— begin MATERIAL FOR THIS TASK —

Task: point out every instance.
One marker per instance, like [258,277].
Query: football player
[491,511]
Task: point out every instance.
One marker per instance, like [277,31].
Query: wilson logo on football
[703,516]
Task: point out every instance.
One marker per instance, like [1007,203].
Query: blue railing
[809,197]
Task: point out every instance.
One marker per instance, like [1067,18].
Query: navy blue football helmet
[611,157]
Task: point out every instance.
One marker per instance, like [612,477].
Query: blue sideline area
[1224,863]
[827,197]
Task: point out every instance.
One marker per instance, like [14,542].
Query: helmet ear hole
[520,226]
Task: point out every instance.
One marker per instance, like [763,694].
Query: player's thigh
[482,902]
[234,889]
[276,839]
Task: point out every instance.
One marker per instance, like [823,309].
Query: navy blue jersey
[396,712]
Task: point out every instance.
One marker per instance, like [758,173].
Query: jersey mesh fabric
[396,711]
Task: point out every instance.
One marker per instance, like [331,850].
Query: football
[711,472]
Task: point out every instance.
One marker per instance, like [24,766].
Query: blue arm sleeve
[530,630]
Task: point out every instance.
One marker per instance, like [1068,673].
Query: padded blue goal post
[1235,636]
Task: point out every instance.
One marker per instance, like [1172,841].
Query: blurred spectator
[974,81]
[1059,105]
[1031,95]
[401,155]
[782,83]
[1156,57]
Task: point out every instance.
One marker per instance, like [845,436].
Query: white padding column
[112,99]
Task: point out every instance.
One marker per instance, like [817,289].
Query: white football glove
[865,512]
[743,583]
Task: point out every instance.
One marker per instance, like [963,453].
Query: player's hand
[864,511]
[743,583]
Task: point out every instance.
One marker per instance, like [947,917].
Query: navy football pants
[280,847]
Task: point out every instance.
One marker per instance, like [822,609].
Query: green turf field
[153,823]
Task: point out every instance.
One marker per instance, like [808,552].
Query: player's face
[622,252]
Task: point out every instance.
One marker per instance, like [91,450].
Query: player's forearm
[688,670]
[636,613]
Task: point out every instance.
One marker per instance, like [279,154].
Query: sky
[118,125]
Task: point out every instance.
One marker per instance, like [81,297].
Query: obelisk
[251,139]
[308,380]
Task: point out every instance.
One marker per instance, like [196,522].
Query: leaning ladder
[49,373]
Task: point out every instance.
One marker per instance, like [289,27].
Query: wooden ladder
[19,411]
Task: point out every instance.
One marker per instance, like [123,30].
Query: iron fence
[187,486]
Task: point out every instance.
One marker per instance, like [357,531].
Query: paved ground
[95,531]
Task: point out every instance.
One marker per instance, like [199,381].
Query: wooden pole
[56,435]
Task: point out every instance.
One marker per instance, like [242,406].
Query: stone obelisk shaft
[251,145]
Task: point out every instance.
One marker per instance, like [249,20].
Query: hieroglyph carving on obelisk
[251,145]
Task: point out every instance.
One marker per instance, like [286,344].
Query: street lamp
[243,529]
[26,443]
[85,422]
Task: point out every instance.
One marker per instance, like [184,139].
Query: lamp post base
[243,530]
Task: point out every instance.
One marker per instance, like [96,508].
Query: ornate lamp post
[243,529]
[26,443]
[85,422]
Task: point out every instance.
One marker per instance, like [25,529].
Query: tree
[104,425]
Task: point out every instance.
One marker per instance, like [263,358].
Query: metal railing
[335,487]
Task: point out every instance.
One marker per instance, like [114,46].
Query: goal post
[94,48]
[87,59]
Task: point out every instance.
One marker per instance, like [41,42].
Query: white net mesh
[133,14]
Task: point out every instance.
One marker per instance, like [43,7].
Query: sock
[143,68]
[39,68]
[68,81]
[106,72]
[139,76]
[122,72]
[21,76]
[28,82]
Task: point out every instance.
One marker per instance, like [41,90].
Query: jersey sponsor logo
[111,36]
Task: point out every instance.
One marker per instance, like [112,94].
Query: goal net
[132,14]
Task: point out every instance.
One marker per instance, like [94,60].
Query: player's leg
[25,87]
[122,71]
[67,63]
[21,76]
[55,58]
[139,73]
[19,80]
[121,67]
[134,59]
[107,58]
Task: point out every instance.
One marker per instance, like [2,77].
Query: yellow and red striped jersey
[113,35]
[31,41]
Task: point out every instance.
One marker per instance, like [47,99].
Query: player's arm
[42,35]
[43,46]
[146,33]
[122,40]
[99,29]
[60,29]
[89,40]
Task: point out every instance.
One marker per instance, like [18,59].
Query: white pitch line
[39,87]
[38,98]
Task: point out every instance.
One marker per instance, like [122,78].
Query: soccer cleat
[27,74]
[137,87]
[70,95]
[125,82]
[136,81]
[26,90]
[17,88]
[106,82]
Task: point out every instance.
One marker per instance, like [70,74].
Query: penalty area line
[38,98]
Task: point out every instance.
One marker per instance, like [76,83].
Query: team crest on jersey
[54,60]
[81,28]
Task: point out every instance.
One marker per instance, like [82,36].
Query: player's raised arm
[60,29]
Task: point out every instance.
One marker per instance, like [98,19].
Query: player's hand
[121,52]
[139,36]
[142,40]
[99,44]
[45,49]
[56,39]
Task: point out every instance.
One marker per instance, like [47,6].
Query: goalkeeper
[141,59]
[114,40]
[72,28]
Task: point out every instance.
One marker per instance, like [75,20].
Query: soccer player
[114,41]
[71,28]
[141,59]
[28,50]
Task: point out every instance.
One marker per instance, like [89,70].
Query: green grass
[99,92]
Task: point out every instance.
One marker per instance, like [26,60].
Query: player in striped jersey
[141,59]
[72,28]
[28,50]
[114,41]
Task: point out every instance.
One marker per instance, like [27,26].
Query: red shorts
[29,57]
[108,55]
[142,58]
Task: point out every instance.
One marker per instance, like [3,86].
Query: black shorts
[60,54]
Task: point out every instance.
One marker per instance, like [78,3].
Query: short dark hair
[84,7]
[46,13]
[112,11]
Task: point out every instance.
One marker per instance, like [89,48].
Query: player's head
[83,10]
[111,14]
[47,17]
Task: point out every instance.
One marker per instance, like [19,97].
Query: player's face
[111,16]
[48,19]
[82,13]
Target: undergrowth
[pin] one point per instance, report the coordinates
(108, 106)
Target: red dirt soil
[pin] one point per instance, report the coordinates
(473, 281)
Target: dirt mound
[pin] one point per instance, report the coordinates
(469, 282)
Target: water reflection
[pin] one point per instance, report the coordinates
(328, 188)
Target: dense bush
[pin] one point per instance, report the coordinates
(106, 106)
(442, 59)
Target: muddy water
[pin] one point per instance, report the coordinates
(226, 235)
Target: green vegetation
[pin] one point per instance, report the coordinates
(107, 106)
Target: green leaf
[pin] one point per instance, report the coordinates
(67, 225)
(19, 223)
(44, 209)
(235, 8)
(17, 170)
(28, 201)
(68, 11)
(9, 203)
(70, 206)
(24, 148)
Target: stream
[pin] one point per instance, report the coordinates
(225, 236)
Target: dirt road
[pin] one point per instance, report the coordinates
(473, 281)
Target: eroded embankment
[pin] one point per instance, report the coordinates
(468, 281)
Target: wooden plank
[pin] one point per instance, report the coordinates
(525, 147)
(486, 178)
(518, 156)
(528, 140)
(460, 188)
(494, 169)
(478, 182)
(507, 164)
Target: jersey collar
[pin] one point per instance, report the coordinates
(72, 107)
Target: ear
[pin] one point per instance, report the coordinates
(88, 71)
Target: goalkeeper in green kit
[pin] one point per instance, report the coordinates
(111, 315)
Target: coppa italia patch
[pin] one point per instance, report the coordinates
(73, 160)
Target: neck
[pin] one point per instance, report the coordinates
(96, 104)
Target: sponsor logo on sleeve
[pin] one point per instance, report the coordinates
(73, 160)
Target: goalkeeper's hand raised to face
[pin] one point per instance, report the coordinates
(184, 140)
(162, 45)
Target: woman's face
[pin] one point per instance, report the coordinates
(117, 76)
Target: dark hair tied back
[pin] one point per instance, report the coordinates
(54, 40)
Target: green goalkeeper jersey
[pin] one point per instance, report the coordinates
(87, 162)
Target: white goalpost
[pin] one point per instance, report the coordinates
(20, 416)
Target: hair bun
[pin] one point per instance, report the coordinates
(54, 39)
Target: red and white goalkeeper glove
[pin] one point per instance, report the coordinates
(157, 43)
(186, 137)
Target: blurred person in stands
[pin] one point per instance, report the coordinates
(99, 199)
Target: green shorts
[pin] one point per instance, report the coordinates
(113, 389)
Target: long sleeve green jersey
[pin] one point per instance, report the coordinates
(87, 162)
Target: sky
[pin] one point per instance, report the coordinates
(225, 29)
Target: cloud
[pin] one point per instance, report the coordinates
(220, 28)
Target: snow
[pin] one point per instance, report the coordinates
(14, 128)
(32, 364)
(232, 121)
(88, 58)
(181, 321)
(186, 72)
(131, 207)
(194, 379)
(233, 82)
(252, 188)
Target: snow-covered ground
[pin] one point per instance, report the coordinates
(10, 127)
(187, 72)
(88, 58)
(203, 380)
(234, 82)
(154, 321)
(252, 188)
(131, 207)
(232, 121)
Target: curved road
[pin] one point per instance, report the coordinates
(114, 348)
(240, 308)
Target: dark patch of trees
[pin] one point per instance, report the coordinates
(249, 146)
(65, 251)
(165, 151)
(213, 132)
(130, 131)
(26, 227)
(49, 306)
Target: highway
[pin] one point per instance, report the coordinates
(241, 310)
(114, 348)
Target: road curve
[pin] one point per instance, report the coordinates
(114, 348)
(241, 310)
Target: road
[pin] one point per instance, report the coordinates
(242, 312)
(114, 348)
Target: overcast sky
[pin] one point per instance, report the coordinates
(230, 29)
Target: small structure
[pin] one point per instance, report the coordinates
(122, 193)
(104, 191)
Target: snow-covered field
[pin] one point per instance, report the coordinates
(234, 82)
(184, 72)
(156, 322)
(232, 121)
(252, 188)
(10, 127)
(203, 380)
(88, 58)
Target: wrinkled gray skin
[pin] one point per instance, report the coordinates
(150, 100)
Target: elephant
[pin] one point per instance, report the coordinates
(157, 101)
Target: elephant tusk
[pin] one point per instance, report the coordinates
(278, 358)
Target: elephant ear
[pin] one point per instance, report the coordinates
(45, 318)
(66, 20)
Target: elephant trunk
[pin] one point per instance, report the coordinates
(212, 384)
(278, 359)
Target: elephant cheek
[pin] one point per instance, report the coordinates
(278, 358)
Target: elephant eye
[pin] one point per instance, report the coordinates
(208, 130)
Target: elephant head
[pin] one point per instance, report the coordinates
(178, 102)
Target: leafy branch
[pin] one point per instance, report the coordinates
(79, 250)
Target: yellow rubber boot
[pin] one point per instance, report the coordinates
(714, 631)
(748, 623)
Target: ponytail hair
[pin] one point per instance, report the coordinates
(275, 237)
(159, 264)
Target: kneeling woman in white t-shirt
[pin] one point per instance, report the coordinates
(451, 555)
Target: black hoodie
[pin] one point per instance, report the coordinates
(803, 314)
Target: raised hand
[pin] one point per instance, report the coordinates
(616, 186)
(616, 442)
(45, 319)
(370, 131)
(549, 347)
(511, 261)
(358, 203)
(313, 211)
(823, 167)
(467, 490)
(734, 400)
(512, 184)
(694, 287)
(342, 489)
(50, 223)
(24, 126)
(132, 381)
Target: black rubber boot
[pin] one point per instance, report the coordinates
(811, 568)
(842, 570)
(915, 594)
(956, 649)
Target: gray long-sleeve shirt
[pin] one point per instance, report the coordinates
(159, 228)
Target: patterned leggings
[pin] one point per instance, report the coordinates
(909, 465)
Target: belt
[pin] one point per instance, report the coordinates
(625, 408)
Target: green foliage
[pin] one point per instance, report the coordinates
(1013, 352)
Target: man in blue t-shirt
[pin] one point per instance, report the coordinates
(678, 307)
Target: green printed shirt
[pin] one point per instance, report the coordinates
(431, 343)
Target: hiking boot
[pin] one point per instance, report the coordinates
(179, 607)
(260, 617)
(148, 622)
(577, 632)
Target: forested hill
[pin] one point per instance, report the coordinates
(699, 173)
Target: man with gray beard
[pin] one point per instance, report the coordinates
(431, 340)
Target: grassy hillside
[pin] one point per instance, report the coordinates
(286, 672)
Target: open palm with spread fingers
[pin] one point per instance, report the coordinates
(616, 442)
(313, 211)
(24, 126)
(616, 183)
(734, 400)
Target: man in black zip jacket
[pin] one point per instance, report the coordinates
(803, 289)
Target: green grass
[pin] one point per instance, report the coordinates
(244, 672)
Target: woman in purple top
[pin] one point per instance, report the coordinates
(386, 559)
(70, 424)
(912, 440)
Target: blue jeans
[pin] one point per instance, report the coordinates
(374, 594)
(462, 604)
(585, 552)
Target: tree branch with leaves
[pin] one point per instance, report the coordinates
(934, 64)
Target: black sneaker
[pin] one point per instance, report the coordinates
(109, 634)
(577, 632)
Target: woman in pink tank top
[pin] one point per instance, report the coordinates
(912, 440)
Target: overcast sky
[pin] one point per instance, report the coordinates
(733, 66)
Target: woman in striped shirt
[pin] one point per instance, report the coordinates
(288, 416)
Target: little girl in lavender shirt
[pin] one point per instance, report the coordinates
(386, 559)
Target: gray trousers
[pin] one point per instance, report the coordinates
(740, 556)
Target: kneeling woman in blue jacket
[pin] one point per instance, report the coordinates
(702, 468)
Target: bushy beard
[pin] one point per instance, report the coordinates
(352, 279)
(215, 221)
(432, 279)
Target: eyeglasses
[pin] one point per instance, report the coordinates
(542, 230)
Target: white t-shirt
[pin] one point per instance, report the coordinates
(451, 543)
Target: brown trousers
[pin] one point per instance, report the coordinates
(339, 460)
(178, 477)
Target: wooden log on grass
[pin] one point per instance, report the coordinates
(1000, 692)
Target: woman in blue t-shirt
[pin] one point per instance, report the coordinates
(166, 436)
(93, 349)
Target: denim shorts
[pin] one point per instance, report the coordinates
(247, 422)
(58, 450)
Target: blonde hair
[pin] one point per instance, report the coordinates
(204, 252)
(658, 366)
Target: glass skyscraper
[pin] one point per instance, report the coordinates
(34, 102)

— end MATERIAL FOR THIS TASK —

Give back exactly the lines that run from the line with "Target: man in black zip jacket" through the close of the material, counting both ends, and nothing more.

### RESPONSE TO THE TASK
Target: man in black zip jacket
[pin] one point per instance, report the coordinates
(803, 289)
Target: green grass
[pin] one point per instance, report the coordinates
(244, 672)
Target: woman in purple top
[pin] one point per instance, report the coordinates
(386, 559)
(70, 424)
(912, 440)
Target: blue jeans
[pin] one point per instance, report the coordinates
(374, 594)
(462, 604)
(585, 552)
Target: tree branch with leaves
[pin] one point per instance, report the coordinates
(934, 64)
Target: black sneaker
[pin] one point per instance, report the coordinates
(109, 634)
(577, 632)
Target: woman in pink tank top
[pin] one point per instance, report the coordinates
(912, 440)
Target: overcast sky
[pin] one point per instance, report the coordinates
(733, 66)
Target: woman in striped shirt
[pin] one point per instance, report the coordinates
(288, 416)
Target: little girl in lavender shirt
[pin] one point per instance, report the coordinates
(386, 559)
Target: gray trousers
[pin] one point per instance, report the coordinates
(740, 556)
Target: kneeling woman in blue jacket
[pin] one point per instance, report the coordinates
(702, 468)
Target: bushy beard
[pin] one point per instance, report the coordinates
(352, 279)
(215, 221)
(432, 279)
Target: eyeglasses
[pin] one point per instance, report the coordinates
(542, 230)
Target: white t-shirt
[pin] one point per instance, report the coordinates
(451, 543)
Target: brown trousers
[pin] one point per instance, report the coordinates
(339, 460)
(178, 477)
Target: wooden log on grass
[pin] one point per instance, report the coordinates
(1000, 692)
Target: woman in blue t-shirt
[pin] one point per instance, report the coordinates
(166, 436)
(93, 349)
Target: denim shorts
[pin] one point per instance, report the coordinates
(247, 422)
(58, 450)
Target: blonde hair
[pin] one point per instance, report the coordinates
(204, 252)
(658, 366)
Target: glass skyscraper
[pin] one point per instance, report the coordinates
(34, 102)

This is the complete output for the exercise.